# A question...



## Nolerama (Oct 8, 2008)

What's a reputable site to order a BJJ gi? I would really hate waiting eleventybillion months before I get my order.


----------



## thetruth (Oct 9, 2008)

Nolerama said:


> What's a reputable site to order a BJJ gi? I would really hate waiting eleventybillion months before I get my order.



http://www.budovideos.com

http://www.brazilianfightwear.com 
I got mine from here.  Postage is excellent and had it within 2 weeks


----------



## Steve (Oct 9, 2008)

If you're looking for an Atama gi, you can get 15% off at http://www.bjjgi.net by using the coupon code "STEVE". 

Douglas is a good guy just getting started and he'll definitely treat you well.  He's an authorized Atama dealer and can get you any of the Atama gear, even if it's not on his site.


----------



## Nolerama (Oct 10, 2008)

right on. thanks, all.


----------



## MJS (Oct 10, 2008)

### Short problem 1
Transcribe the forum thread about ordering a BJJ gi in full, word for word.
The forum thread and the listing are separate material with no connection to each other.

### Records pointing to named objects
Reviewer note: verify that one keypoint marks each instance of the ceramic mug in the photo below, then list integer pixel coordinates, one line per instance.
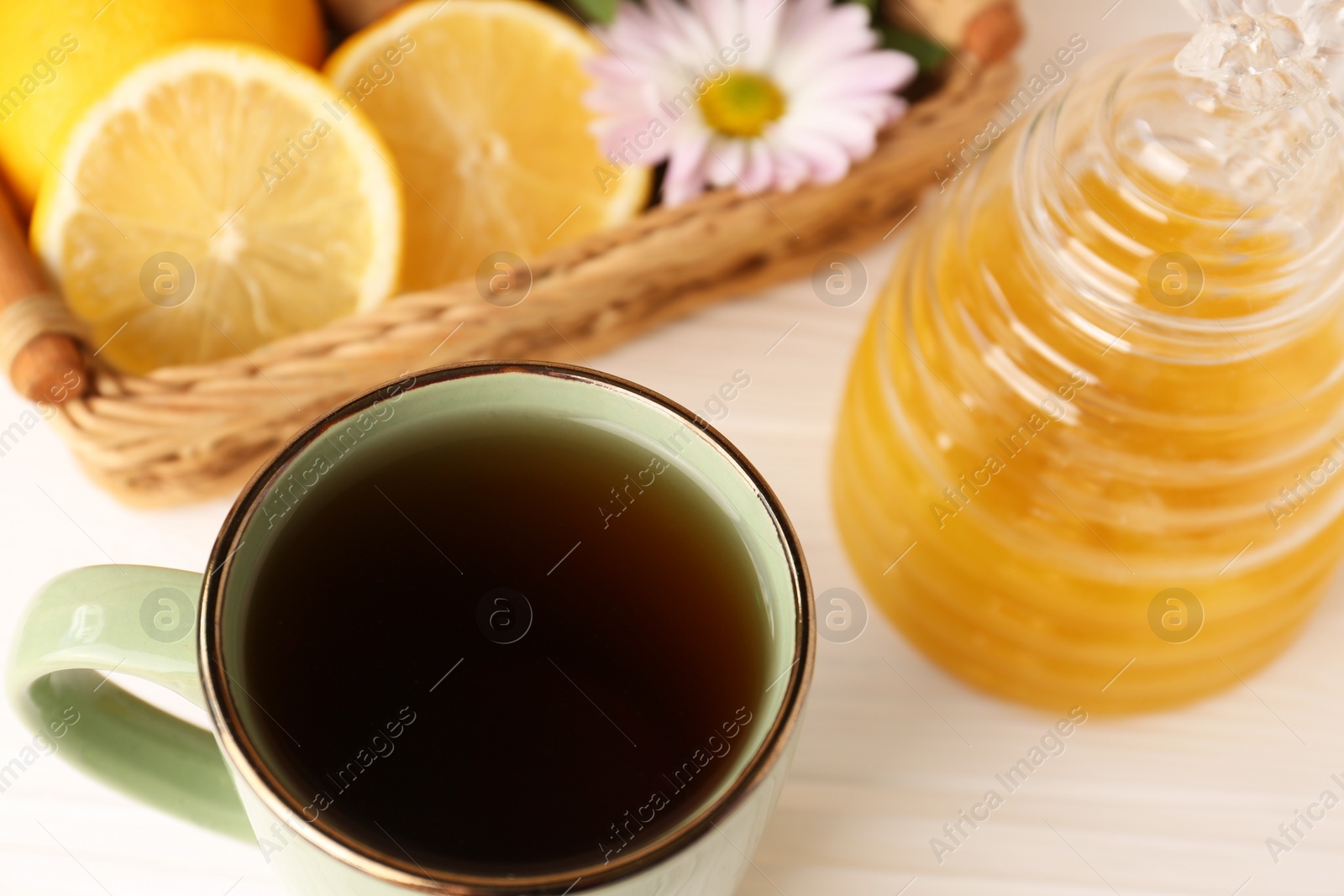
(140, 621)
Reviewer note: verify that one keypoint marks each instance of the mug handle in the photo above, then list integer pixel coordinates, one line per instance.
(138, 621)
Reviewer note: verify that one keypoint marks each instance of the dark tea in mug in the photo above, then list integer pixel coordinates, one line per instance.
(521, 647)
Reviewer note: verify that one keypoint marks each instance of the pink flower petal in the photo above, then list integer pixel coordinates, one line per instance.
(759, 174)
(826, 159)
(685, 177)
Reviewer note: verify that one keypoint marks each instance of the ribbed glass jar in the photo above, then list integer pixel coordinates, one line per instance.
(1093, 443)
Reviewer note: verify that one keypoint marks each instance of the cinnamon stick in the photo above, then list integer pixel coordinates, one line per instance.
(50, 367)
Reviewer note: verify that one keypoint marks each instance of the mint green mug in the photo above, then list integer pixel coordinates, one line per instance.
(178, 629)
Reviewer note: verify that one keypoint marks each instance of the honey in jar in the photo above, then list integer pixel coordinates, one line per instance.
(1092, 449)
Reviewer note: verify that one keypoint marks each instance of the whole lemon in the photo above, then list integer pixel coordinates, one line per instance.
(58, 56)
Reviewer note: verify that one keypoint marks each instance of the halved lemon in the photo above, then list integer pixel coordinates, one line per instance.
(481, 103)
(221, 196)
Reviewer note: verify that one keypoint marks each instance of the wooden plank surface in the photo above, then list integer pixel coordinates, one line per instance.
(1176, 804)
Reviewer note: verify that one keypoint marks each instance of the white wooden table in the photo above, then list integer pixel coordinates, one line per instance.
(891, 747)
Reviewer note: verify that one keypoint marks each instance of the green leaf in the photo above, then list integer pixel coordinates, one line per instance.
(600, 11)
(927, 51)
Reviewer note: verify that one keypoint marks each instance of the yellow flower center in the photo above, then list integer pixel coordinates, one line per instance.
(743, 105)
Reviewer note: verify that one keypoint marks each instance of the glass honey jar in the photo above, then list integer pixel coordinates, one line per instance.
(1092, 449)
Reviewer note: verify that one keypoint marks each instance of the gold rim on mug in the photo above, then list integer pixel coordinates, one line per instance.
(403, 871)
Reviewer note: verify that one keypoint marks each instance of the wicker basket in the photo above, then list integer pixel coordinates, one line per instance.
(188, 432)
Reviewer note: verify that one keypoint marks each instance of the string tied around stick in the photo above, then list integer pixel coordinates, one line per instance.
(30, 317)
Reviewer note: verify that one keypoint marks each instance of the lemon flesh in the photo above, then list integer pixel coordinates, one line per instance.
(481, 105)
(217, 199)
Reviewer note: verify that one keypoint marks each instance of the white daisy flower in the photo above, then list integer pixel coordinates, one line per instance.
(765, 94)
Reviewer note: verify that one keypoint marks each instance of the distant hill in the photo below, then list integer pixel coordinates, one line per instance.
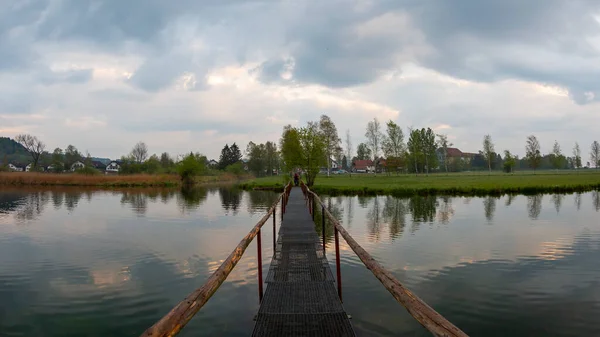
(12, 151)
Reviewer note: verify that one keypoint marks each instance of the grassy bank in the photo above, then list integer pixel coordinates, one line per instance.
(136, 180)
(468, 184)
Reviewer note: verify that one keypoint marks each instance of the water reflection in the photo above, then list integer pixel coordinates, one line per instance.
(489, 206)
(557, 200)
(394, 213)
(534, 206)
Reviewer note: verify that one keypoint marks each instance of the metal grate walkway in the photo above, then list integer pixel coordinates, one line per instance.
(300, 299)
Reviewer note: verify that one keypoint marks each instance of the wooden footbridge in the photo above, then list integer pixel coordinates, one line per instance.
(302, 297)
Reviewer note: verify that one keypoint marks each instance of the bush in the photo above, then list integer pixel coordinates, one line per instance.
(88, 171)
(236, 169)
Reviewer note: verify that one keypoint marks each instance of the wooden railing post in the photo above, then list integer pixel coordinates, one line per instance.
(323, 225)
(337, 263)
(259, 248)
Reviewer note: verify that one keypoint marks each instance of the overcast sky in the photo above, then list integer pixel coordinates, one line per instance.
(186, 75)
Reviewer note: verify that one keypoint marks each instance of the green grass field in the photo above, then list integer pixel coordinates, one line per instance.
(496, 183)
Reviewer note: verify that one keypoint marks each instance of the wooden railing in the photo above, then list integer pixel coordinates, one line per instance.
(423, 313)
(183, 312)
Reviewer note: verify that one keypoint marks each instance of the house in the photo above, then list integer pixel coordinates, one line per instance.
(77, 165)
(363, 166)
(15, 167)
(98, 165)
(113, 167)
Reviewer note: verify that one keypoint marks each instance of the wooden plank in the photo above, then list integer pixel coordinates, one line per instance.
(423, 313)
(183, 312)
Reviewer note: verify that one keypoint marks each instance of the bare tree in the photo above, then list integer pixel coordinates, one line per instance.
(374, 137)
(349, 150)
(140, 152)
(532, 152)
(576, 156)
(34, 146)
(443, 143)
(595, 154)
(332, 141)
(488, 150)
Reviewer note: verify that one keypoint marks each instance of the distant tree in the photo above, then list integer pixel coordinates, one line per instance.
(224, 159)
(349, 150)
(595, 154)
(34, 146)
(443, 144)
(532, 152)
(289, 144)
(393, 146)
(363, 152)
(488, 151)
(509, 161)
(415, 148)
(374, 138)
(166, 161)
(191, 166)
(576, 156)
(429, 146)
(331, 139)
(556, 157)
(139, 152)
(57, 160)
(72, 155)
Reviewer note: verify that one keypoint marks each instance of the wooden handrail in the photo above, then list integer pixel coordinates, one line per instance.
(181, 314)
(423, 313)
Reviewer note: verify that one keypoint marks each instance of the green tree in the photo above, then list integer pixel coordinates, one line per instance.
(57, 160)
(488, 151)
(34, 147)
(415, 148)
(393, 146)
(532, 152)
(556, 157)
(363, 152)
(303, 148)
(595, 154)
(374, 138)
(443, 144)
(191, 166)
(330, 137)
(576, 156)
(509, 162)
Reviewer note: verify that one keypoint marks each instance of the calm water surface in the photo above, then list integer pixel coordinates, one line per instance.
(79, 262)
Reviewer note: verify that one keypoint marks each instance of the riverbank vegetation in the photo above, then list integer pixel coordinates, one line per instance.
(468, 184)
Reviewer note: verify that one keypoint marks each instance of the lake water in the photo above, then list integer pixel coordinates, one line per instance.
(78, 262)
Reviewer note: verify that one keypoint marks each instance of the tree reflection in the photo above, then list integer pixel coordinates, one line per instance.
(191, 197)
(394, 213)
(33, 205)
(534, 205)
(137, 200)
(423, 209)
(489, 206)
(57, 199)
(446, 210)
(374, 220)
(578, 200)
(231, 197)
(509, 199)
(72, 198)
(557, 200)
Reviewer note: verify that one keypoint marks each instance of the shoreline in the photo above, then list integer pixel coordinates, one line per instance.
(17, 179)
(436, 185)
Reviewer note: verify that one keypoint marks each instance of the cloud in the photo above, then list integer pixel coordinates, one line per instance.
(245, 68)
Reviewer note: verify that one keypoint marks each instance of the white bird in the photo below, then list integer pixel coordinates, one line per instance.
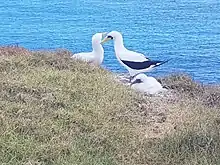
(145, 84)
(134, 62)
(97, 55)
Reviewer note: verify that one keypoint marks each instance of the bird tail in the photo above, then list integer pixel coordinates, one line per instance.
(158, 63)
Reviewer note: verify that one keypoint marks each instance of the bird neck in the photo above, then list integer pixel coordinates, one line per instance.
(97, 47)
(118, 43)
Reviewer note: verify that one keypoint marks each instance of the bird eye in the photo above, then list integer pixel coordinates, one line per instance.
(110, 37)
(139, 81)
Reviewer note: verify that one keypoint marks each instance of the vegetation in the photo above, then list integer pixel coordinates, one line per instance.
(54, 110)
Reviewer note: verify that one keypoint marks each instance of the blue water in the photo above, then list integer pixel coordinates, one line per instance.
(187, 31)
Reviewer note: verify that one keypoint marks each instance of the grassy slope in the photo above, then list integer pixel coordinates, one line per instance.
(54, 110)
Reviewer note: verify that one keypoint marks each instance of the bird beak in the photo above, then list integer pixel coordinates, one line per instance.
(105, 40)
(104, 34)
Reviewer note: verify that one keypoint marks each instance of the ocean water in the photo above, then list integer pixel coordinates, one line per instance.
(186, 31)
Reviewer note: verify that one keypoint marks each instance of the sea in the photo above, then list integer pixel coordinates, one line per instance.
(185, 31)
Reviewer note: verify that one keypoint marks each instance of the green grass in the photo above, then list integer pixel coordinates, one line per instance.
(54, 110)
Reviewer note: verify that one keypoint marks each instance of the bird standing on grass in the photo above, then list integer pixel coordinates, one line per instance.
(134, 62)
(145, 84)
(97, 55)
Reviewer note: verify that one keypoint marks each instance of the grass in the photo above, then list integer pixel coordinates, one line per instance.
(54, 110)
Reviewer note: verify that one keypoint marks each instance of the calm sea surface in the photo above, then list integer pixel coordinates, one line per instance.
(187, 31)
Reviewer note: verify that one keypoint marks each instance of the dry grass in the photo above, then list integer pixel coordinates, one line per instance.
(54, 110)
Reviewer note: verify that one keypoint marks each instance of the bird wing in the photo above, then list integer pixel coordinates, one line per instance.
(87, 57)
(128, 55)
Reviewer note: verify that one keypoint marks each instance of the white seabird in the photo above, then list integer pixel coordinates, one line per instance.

### Short problem 2
Express the stretch of the listing from the line containing "the bird beak" through the end of the listing as a Markdown table with the columns No. and Line. Give each line its own numbered row and leave out blank lines.

### Expected output 1
# A question...



## Nolerama (Oct 8, 2008)

What's a reputable site to order a BJJ gi? I would really hate waiting eleventybillion months before I get my order.


----------



## thetruth (Oct 9, 2008)

Nolerama said:


> What's a reputable site to order a BJJ gi? I would really hate waiting eleventybillion months before I get my order.



http://www.budovideos.com

http://www.brazilianfightwear.com 
I got mine from here.  Postage is excellent and had it within 2 weeks


----------



## Steve (Oct 9, 2008)

If you're looking for an Atama gi, you can get 15% off at http://www.bjjgi.net by using the coupon code "STEVE". 

Douglas is a good guy just getting started and he'll definitely treat you well.  He's an authorized Atama dealer and can get you any of the Atama gear, even if it's not on his site.


----------



## Nolerama (Oct 10, 2008)

right on. thanks, all.


----------



## MJS (Oct 10, 2008)

### Expected output 2
| No. | Line |
|---|---|
| 1 | Reviewer note: verify that one keypoint marks each instance of the bird beak in the photo above, then list integer pixel coordinates, one line per instance. |
| 2 | (105, 40) |
| 3 | (104, 34) |
| 4 | Reviewer note: verify that one keypoint marks each instance of the ocean water in the photo above, then list integer pixel coordinates, one line per instance. |
| 5 | (186, 31) |
| 6 | Reviewer note: verify that one keypoint marks each instance of the sea in the photo above, then list integer pixel coordinates, one line per instance. |
| 7 | (185, 31) |
| 8 | Reviewer note: verify that one keypoint marks each instance of the green grass in the photo above, then list integer pixel coordinates, one line per instance. |
| 9 | (54, 110) |
| 10 | Reviewer note: verify that one keypoint marks each instance of the bird standing on grass in the photo above, then list integer pixel coordinates, one line per instance. |
| 11 | (134, 62) |
| 12 | (145, 84) |
| 13 | (97, 55) |
| 14 | Reviewer note: verify that one keypoint marks each instance of the grass in the photo above, then list integer pixel coordinates, one line per instance. |
| 15 | (54, 110) |
| 16 | Reviewer note: verify that one keypoint marks each instance of the calm sea surface in the photo above, then list integer pixel coordinates, one line per instance. |
| 17 | (187, 31) |
| 18 | Reviewer note: verify that one keypoint marks each instance of the dry grass in the photo above, then list integer pixel coordinates, one line per instance. |
| 19 | (54, 110) |
| 20 | Reviewer note: verify that one keypoint marks each instance of the bird wing in the photo above, then list integer pixel coordinates, one line per instance. |
| 21 | (87, 57) |
| 22 | (128, 55) |
| 23 | Reviewer note: verify that one keypoint marks each instance of the white seabird in the photo above, then list integer pixel coordinates, one line per instance. |